• THE REQUEST
Could you turn every line of the records below into a numbered list, leaving out any blank lines?

• DATA EXCERPTS
>> begin
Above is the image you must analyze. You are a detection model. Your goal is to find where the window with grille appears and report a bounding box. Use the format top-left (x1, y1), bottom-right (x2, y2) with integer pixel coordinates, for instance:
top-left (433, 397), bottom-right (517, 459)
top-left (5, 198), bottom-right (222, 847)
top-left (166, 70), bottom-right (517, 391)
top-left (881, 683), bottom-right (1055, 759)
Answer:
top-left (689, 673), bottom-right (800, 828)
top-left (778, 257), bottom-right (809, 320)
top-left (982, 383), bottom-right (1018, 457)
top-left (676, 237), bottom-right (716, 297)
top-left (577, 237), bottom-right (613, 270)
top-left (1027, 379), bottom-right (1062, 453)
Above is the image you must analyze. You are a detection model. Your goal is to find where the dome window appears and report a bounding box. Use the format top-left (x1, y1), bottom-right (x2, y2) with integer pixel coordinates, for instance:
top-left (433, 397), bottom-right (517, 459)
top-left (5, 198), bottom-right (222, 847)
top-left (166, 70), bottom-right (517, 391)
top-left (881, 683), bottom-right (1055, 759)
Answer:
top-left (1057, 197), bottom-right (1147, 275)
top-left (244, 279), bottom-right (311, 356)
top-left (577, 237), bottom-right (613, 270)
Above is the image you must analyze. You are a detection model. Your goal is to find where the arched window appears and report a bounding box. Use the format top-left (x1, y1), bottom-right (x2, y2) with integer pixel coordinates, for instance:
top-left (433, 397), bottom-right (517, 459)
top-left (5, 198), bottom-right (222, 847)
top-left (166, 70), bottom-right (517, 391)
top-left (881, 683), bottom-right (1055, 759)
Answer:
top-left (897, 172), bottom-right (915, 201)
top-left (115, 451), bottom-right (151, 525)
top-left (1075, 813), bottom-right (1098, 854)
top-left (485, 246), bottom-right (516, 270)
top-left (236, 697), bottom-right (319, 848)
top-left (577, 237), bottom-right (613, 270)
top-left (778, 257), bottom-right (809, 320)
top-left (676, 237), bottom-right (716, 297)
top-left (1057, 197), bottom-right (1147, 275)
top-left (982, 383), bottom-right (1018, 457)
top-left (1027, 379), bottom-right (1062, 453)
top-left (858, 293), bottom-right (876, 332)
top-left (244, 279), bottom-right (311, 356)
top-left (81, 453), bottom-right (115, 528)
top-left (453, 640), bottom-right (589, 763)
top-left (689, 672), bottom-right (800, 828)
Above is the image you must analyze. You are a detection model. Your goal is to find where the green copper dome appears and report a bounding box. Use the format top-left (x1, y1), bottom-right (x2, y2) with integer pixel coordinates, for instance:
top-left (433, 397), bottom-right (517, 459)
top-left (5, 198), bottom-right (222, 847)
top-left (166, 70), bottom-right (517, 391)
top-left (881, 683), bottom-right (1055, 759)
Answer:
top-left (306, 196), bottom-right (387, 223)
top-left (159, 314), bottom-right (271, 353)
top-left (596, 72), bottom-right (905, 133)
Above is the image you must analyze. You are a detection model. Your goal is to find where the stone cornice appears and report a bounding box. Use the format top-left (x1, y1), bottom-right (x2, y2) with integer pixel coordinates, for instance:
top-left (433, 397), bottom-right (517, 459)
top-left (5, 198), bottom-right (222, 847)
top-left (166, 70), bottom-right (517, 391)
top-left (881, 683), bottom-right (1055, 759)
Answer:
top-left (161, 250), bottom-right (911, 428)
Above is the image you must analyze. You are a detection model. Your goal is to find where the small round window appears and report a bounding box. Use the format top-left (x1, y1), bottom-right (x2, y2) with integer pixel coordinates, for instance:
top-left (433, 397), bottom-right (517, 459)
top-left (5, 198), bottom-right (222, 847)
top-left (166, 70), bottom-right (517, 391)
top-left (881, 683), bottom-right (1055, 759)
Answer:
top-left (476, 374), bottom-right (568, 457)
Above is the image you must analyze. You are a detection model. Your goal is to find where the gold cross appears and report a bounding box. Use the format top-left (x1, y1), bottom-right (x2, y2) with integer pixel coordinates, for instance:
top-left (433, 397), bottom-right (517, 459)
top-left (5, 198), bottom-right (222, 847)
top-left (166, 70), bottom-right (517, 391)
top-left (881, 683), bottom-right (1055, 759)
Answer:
>> end
• FINISHED EXERCISE
1. Above is the image you must analyze. You are a detection model. Your goal is to find where the window with grille appears and report a bounding box. Use the format top-left (x1, y1), bottom-right (x2, y2) with integer pixel coordinates, for instance:
2. top-left (433, 397), bottom-right (517, 459)
3. top-left (5, 198), bottom-right (222, 847)
4. top-left (166, 70), bottom-right (517, 391)
5. top-left (881, 683), bottom-right (1055, 759)
6. Answer:
7. top-left (689, 673), bottom-right (800, 828)
8. top-left (778, 257), bottom-right (809, 320)
9. top-left (982, 383), bottom-right (1018, 457)
10. top-left (676, 237), bottom-right (716, 297)
11. top-left (577, 237), bottom-right (613, 270)
12. top-left (1027, 379), bottom-right (1062, 453)
13. Above is the image you must analyze. You are a detection model. Your goal is to find where the dome window appears and report a bounding box. Use the format top-left (x1, y1), bottom-right (x2, y2) with integer pixel coordinates, for instance:
14. top-left (433, 397), bottom-right (517, 459)
15. top-left (5, 198), bottom-right (222, 847)
16. top-left (166, 70), bottom-right (517, 391)
17. top-left (881, 683), bottom-right (1055, 759)
18. Answer:
19. top-left (1057, 197), bottom-right (1147, 275)
20. top-left (244, 279), bottom-right (311, 356)
21. top-left (577, 237), bottom-right (613, 270)
22. Above is the image you must analyze. You are a detection model. Your goal is to find where the arched window appears and report a bounding box. Use the format top-left (x1, y1), bottom-right (x2, y2) with integer pixel coordinates, for instance:
23. top-left (433, 397), bottom-right (517, 459)
24. top-left (5, 198), bottom-right (222, 847)
25. top-left (166, 70), bottom-right (517, 391)
26. top-left (881, 683), bottom-right (1055, 759)
27. Answer:
28. top-left (897, 172), bottom-right (915, 201)
29. top-left (115, 451), bottom-right (151, 525)
30. top-left (1075, 813), bottom-right (1098, 854)
31. top-left (485, 246), bottom-right (516, 270)
32. top-left (236, 697), bottom-right (319, 848)
33. top-left (577, 237), bottom-right (613, 270)
34. top-left (778, 257), bottom-right (809, 320)
35. top-left (676, 237), bottom-right (716, 297)
36. top-left (1057, 197), bottom-right (1147, 275)
37. top-left (982, 383), bottom-right (1018, 457)
38. top-left (1027, 379), bottom-right (1062, 453)
39. top-left (858, 293), bottom-right (876, 332)
40. top-left (244, 279), bottom-right (311, 356)
41. top-left (81, 453), bottom-right (115, 528)
42. top-left (453, 640), bottom-right (589, 763)
43. top-left (689, 672), bottom-right (800, 828)
44. Above is the image you must analyze. You are a detection model. Your goal is to find where the green copper dome appears and report a bounding box. Use the format top-left (x1, y1), bottom-right (x2, y2) with integer pixel coordinates, for instance:
45. top-left (433, 397), bottom-right (517, 459)
46. top-left (5, 198), bottom-right (222, 847)
47. top-left (166, 70), bottom-right (517, 391)
48. top-left (881, 683), bottom-right (1055, 759)
49. Answer:
50. top-left (306, 196), bottom-right (387, 223)
51. top-left (159, 314), bottom-right (271, 353)
52. top-left (596, 72), bottom-right (905, 133)
53. Above is the image you must analyze. You are a detection model. Your goal is to find where the stone cornice appears and report a bounding box. Use the format top-left (x1, y1), bottom-right (x2, y2) with integer pixel coordinates, for instance:
54. top-left (433, 397), bottom-right (517, 459)
55. top-left (5, 198), bottom-right (222, 847)
56. top-left (166, 70), bottom-right (517, 391)
57. top-left (881, 683), bottom-right (1055, 759)
58. Answer:
59. top-left (161, 250), bottom-right (911, 428)
60. Above is the image you must analyze. You are a detection model. Your goal is to find where the small round window appears and report a bounding box. Use the format top-left (x1, y1), bottom-right (x2, y2) with integer pixel coordinates, for instance:
61. top-left (433, 397), bottom-right (517, 459)
62. top-left (5, 198), bottom-right (222, 847)
63. top-left (166, 70), bottom-right (517, 391)
64. top-left (881, 683), bottom-right (1055, 759)
65. Answer:
66. top-left (476, 374), bottom-right (568, 457)
67. Above is the image you must analyze. You are a detection model. Your goal is to find where the gold cross appears and report a bounding box. Use the format top-left (x1, y1), bottom-right (x2, y2) with integer pixel coordinates, for instance:
68. top-left (433, 397), bottom-right (517, 459)
69. top-left (5, 198), bottom-right (222, 847)
70. top-left (166, 70), bottom-right (517, 391)
71. top-left (881, 683), bottom-right (1055, 759)
72. Answer:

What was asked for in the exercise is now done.